[[ Data for analysis, beginning ]]

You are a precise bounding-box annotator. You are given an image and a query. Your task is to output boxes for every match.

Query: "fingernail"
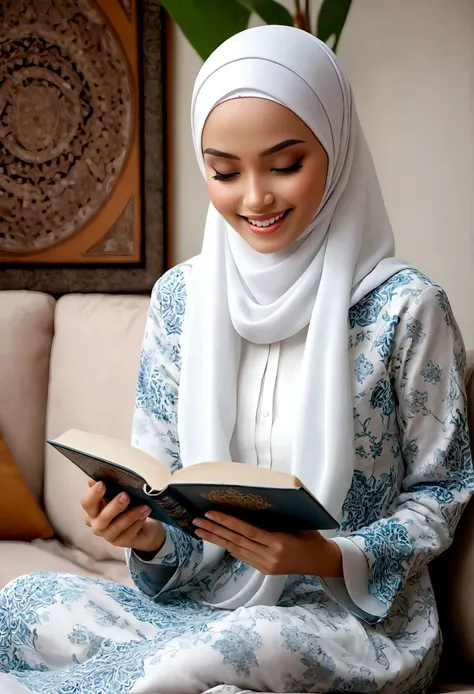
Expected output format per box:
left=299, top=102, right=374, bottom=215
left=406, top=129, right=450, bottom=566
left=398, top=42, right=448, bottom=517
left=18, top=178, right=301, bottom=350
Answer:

[[ Data for analysis, end ]]

▶ **About this exercise**: The answer must consist of every line from the data that holds the string "left".

▶ **Response**:
left=299, top=102, right=374, bottom=215
left=406, top=129, right=450, bottom=566
left=398, top=42, right=448, bottom=517
left=18, top=178, right=301, bottom=350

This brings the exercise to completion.